Instruction: State how many lines of the listing below contain the string "green", with uppercase and lowercase letters treated as different. Reply with the number alone.

Input for this task:
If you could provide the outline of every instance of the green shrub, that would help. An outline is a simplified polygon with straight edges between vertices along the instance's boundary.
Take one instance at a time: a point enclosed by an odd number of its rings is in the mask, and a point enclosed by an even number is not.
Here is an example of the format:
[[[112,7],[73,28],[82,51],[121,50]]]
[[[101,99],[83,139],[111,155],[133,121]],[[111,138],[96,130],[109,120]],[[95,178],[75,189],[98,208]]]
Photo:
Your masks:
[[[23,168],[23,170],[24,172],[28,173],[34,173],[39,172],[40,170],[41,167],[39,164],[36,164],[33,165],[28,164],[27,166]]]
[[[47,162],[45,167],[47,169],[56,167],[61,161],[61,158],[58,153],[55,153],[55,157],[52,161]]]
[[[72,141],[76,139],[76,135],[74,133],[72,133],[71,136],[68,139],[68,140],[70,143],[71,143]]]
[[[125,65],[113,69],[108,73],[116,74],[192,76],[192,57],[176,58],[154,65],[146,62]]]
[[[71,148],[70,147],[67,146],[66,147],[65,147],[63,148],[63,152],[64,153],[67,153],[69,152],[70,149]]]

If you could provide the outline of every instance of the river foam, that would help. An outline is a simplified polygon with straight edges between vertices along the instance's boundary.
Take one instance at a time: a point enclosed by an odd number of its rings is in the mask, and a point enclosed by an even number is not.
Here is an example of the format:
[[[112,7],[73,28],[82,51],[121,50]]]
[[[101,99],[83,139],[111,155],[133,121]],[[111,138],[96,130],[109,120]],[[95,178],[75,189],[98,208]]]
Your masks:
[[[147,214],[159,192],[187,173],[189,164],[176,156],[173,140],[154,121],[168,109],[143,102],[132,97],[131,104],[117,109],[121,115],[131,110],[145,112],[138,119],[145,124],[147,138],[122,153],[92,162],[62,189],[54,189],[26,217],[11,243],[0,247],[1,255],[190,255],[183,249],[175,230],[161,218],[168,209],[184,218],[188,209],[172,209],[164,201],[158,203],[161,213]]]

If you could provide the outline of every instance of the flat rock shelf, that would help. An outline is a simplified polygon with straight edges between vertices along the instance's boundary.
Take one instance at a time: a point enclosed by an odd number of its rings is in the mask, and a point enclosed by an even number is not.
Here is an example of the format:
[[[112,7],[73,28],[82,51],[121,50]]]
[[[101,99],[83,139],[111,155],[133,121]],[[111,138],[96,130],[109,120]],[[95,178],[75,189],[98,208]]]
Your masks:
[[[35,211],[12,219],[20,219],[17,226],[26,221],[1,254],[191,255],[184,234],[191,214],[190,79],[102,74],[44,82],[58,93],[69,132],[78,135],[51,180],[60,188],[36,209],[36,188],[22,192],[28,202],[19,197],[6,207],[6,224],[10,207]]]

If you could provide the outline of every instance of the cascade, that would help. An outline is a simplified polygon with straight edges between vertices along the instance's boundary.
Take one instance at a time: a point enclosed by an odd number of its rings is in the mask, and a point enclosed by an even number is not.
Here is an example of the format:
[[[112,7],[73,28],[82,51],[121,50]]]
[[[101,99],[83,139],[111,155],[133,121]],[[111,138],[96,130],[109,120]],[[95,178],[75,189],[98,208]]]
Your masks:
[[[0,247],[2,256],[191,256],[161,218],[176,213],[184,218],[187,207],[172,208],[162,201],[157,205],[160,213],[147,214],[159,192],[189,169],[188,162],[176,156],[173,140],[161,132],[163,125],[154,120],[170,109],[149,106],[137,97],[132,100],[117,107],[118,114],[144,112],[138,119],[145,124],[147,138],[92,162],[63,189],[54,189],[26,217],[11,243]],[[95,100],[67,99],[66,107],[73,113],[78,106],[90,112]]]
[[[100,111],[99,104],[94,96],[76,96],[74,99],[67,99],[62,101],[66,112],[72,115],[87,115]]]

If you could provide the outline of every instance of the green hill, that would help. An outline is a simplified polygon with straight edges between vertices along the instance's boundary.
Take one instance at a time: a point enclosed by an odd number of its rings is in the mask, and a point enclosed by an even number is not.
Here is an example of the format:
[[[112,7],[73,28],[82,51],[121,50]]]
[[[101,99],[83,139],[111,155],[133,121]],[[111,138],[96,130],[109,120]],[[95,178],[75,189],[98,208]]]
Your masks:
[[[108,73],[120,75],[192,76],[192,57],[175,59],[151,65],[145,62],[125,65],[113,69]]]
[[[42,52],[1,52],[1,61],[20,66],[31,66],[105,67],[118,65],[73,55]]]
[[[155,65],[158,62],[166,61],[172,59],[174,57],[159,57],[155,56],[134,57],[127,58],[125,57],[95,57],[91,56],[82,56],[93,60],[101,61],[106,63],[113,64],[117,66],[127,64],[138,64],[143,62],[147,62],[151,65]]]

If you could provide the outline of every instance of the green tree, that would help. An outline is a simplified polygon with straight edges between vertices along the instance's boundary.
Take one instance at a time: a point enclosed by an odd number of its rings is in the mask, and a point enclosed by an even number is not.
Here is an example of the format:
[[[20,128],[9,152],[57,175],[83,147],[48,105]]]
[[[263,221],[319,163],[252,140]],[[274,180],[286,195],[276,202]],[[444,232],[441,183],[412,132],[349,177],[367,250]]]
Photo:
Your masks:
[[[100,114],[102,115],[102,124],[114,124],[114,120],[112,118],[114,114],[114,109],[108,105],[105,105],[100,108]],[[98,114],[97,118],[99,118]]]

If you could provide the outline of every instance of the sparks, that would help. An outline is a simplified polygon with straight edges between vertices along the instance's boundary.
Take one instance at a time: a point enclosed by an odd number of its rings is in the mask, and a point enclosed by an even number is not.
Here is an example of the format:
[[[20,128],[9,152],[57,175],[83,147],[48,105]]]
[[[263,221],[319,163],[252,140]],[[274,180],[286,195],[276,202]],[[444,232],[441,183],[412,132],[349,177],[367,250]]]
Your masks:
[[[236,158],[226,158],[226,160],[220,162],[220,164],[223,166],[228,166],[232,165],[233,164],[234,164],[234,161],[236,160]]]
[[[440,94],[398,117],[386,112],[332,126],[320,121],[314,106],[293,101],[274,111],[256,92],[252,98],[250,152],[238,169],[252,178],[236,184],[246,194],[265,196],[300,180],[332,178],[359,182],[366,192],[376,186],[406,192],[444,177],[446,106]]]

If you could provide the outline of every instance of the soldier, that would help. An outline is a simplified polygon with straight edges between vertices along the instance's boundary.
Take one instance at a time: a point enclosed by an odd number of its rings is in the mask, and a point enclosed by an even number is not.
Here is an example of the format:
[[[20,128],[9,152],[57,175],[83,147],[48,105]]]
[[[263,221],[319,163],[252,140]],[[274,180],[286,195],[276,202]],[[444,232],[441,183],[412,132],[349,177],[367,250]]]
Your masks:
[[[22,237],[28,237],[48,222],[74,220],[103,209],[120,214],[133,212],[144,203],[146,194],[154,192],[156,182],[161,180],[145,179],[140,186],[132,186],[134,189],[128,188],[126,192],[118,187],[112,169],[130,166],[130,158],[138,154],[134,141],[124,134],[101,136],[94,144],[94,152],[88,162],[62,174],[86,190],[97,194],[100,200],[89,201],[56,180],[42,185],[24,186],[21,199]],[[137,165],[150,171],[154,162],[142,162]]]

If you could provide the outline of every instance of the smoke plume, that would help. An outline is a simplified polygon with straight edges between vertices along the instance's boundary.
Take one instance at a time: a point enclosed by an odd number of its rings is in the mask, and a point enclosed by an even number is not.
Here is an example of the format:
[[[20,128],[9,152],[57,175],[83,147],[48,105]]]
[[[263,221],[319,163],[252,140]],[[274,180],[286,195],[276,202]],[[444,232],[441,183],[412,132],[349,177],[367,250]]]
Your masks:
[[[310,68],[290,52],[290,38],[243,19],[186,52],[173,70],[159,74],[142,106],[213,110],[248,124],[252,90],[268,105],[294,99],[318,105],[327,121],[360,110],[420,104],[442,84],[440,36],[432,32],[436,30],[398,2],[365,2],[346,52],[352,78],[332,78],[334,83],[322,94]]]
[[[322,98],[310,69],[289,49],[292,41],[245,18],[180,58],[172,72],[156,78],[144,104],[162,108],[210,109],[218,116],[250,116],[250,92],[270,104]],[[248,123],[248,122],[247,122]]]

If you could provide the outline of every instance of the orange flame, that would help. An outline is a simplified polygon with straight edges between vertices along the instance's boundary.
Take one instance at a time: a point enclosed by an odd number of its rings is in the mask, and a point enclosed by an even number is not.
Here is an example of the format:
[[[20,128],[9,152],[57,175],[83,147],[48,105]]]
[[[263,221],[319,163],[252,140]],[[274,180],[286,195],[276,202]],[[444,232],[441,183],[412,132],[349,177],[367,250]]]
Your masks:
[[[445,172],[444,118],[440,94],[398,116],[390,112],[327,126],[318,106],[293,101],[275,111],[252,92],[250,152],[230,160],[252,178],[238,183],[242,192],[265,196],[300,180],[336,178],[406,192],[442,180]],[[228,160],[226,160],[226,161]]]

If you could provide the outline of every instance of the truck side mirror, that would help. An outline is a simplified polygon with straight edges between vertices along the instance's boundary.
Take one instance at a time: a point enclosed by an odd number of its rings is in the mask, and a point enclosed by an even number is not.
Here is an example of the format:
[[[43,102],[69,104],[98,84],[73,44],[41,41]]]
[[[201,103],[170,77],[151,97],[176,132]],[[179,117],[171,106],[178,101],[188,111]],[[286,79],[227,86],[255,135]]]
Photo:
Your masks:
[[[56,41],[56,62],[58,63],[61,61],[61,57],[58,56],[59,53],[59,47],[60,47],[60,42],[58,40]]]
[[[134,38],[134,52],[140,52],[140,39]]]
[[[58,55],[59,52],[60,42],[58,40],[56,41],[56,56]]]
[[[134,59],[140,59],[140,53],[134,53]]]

Answer for this exercise: 3